> [Exercise task 1]: Reproduce the CollateX tutorial below in full, word for word.

##### Text #####

CollateX and XML, Part 1

David J. Birnbaum (djbpitt@gmail.com, http://www.obdurodon.org), 2015-06-29

This is the first part of multi-part tutorial on processing XML with CollateX (http://collatex.net). This example collates a single line of XML from four witnesses. It spells out the details step by step in a way that would not be used in a real project, but that makes it easy to see how each step moves toward the final result. The output is in the three formats supported natively by CollateX: a plain-text alignment table, JSON, and colored HTML.

Still to come:

  • Part 2: Restructuring the code to use Python classes
  • Part 3: Reading multiline input from files

Not planned: Post-processing of generic XML output, which is best done separately with XSLT 2.0.

Load libraries


In [32]:
from collatex import *
from lxml import etree
import json,re

Create XSLT stylesheets and functions to use them


In [33]:
addWMilestones = etree.XML("""

##### Information provided #####

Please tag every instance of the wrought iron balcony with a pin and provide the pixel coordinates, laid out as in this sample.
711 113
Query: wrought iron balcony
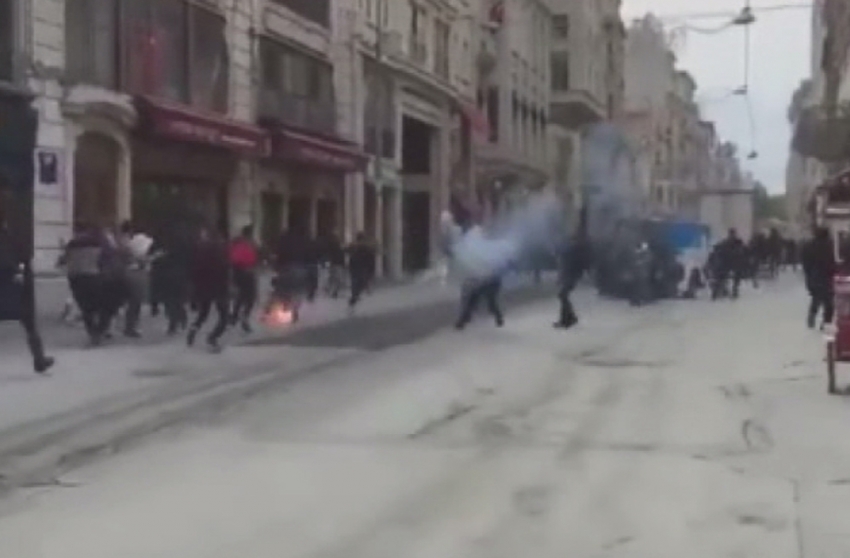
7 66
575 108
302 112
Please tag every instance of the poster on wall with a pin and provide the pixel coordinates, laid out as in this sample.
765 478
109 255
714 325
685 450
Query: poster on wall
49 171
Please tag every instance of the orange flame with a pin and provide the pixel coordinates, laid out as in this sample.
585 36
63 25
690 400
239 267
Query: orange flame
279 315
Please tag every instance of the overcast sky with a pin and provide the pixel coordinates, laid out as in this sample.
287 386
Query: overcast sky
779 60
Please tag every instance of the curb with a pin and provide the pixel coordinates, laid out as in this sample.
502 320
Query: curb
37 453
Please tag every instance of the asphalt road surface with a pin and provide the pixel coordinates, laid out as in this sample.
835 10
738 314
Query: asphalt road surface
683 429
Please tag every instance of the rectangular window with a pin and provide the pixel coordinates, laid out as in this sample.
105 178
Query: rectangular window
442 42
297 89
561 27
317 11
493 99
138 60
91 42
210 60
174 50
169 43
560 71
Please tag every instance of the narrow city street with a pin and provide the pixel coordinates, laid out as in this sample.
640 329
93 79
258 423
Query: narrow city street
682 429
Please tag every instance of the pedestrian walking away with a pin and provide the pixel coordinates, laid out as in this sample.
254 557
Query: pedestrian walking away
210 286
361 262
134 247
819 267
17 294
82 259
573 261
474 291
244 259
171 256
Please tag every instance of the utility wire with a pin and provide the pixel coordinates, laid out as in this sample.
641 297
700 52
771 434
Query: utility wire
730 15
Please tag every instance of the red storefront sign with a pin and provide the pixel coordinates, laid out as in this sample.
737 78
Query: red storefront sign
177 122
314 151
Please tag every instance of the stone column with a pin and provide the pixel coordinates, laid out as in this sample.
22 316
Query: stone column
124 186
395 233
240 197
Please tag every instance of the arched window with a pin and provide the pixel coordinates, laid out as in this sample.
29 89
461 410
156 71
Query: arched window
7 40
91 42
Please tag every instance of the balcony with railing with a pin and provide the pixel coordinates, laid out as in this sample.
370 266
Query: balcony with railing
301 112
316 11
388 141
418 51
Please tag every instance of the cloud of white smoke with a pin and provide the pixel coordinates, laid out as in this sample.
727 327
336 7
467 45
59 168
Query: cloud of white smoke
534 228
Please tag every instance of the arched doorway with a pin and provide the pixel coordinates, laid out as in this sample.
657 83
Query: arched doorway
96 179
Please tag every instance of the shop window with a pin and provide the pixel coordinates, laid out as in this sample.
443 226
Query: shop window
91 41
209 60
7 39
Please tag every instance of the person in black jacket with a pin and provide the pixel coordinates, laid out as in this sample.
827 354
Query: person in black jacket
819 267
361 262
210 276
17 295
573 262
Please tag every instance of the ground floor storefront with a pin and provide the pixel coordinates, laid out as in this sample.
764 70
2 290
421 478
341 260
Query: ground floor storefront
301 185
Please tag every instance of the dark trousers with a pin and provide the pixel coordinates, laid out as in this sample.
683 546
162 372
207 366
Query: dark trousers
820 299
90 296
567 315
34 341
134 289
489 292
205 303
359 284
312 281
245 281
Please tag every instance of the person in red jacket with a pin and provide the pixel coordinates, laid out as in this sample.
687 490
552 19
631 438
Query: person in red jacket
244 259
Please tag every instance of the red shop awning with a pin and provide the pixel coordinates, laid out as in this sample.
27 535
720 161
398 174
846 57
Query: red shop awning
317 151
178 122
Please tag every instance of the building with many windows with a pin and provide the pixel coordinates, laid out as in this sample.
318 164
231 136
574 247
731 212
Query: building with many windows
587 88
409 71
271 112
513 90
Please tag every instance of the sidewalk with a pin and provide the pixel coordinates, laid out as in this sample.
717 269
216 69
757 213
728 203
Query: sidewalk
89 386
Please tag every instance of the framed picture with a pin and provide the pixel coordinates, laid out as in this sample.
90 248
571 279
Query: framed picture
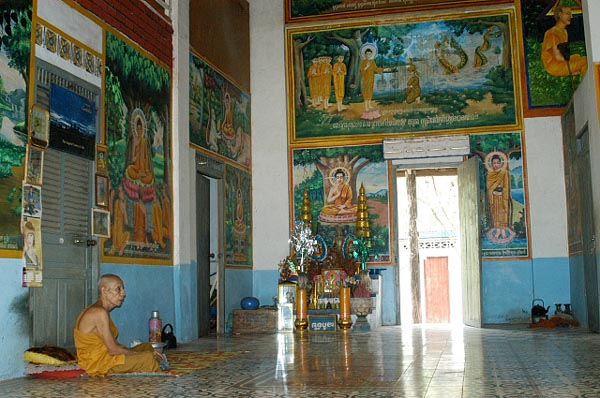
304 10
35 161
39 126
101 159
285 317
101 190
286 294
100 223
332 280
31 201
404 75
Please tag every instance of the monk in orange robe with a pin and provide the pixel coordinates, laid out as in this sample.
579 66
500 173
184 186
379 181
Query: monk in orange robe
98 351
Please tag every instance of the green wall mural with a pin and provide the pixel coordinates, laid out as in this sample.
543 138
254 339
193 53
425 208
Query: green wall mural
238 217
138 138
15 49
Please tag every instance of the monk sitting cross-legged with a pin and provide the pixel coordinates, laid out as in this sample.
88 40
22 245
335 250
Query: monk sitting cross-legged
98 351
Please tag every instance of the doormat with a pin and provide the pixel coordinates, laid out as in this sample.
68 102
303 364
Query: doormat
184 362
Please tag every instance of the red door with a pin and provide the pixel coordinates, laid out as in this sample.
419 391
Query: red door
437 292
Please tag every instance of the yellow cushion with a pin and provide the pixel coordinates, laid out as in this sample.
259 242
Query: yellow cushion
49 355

#####

> [Exercise task 2]: Locate every line in the records above that contains the word "floor" and copy each of those lines.

> [Full output 1]:
CollateX and XML, Part 1

David J. Birnbaum (djbpitt@gmail.com, http://www.obdurodon.org), 2015-06-29

This is the first part of multi-part tutorial on processing XML with CollateX (http://collatex.net). This example collates a single line of XML from four witnesses. It spells out the details step by step in a way that would not be used in a real project, but that makes it easy to see how each step moves toward the final result. The output is in the three formats supported natively by CollateX: a plain-text alignment table, JSON, and colored HTML.

Still to come:

  • Part 2: Restructuring the code to use Python classes
  • Part 3: Reading multiline input from files

Not planned: Post-processing of generic XML output, which is best done separately with XSLT 2.0.

Load libraries


In [32]:
from collatex import *
from lxml import etree
import json,re

Create XSLT stylesheets and functions to use them


In [33]:
addWMilestones = etree.XML("""

> [Full output 2]:
Please tag every instance of the ground floor storefront with a pin and provide the pixel coordinates, laid out as in this sample.
Query: ground floor storefront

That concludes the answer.